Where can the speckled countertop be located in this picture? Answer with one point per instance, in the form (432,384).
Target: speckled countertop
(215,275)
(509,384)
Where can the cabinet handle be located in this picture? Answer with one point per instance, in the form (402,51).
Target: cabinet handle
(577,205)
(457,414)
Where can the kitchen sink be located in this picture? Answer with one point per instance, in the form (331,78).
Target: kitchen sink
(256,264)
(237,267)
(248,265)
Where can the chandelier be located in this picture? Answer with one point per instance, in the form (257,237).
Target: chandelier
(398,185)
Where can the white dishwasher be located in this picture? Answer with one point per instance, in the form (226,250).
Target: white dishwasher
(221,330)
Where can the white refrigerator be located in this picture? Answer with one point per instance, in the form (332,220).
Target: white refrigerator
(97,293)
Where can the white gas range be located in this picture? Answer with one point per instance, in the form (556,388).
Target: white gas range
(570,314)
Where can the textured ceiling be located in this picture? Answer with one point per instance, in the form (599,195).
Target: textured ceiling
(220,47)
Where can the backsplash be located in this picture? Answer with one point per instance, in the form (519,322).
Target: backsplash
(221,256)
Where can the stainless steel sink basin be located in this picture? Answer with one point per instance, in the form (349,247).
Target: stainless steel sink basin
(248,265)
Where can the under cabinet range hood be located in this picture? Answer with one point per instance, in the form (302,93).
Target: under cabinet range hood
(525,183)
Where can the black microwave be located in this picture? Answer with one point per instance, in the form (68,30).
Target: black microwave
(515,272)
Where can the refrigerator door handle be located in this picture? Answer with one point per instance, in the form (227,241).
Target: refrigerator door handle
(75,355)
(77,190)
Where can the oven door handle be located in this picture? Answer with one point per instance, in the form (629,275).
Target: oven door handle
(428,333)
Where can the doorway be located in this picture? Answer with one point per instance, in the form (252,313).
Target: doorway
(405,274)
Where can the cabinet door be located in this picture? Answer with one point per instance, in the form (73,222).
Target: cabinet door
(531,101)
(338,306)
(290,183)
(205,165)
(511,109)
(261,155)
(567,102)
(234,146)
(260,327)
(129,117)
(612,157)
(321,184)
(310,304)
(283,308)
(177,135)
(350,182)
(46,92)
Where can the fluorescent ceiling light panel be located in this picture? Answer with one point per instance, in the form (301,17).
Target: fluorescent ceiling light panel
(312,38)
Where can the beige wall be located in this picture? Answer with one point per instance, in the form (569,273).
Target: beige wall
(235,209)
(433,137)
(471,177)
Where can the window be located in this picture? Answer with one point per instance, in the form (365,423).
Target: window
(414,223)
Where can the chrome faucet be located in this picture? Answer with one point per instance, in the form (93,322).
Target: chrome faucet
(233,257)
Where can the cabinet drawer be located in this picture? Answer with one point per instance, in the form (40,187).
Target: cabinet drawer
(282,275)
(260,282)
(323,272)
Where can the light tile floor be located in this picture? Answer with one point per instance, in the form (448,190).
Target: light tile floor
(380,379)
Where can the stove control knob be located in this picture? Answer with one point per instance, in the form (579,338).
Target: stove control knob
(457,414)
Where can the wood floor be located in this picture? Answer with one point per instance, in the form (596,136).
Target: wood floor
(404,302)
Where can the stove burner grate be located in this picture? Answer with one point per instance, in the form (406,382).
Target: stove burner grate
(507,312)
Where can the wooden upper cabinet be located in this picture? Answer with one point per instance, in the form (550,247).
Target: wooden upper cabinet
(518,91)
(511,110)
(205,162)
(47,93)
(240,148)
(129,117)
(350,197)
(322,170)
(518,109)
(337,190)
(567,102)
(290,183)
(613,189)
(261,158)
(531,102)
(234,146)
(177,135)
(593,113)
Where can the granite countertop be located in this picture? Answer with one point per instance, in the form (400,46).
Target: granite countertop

------------------------------

- [Exercise directions]: Please return the lines above that run from the line containing "Where can the textured" to the line containing "Where can the cabinet door", inclusive, exactly and with no other lines.

- [Result of the task]:
Where can the textured ceiling be located in this picture? Answer with one point per instance, in the form (599,195).
Target: textured ceiling
(220,47)
Where can the backsplash be located in this picture? Answer with one point per instance, in the form (519,322).
Target: backsplash
(221,256)
Where can the stainless steel sink basin be located in this picture? Answer with one point per instance, in the form (349,247).
Target: stainless steel sink basin
(248,265)
Where can the under cabinet range hood be located in this picture? Answer with one point per instance, in the form (302,93).
Target: under cabinet range hood
(525,183)
Where can the black microwave be located in this picture? Answer with one point per instance, in the form (68,30).
Target: black microwave
(515,272)
Where can the refrigerator door handle be located in this picture? Answer with one point per instance, in the form (227,241).
Target: refrigerator door handle
(75,355)
(77,190)
Where can the oven door handle be located in this picture? Answer with one point per instance, in the form (629,275).
Target: oven door handle
(428,333)
Where can the doorway be located in this picture? Answer with one point per instance, in the form (252,313).
Target: doorway
(405,274)
Where can the cabinet door be located in this picture? Answer with one point per instance, in the form (73,222).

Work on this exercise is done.